*Task prompt*:
Copy out, unchanged, everything from the line that contains "# test: for every instance of the cone-shaped" down to the end of the records below.

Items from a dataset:
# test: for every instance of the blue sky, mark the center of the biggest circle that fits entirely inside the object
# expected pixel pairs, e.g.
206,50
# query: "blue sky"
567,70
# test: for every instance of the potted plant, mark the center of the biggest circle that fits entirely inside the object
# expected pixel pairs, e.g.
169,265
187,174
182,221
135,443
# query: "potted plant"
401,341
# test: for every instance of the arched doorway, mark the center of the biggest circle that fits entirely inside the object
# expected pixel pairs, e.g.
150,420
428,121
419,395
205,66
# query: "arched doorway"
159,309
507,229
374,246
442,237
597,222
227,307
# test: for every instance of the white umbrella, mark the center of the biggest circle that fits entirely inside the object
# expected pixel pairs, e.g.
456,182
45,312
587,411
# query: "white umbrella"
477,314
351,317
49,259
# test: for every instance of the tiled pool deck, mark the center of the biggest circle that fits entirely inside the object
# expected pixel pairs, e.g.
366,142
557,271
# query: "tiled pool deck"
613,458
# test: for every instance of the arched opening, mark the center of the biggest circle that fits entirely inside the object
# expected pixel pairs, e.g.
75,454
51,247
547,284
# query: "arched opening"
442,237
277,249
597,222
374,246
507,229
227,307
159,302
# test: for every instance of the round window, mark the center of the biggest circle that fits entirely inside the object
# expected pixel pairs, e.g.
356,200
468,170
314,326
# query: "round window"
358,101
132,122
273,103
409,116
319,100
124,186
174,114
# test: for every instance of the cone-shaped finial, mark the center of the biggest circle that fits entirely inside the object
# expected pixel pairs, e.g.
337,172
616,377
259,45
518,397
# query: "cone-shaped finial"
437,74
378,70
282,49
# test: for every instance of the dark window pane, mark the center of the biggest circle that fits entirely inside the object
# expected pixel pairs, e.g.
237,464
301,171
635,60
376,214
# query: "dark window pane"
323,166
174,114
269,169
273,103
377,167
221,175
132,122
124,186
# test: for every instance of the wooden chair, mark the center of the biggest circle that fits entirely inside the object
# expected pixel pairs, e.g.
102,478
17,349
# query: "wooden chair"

*Exercise answer*:
# test: for every instance of the cone-shaped finial, mark the center of the biggest circle that fits entirely inside the object
# expected pixel pairs, e.g.
337,172
616,377
259,45
518,397
# query: "cone-shaped finial"
437,74
378,70
282,49
# test: for every instance of the dark window pane, mark the center of the biggest circle that fits entirely inside the object
# expected pixel pairs, e.g.
237,464
301,171
635,60
376,214
# query: "dark window pane"
323,166
174,114
269,169
273,103
377,167
221,175
132,122
124,186
# test: for every instance of the wooden chair, mark the center of the biggest circle that fits entirely inside the object
# expected pixel pairs, e.g.
102,478
17,349
# query: "wooden chair"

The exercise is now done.